[Bounding box data excerpts]
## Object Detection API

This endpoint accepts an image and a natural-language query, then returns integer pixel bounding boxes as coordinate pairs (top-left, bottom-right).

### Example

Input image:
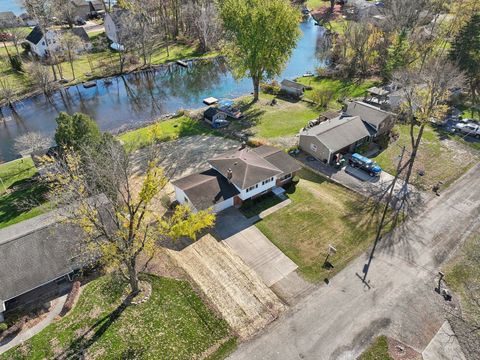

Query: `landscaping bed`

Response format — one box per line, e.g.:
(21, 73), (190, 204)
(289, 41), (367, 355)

(0, 157), (48, 229)
(256, 169), (390, 282)
(0, 275), (231, 359)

■ **Written request**
Please count the lines in the data above that contain the string "image". Reply with the number only.

■ **Correct response**
2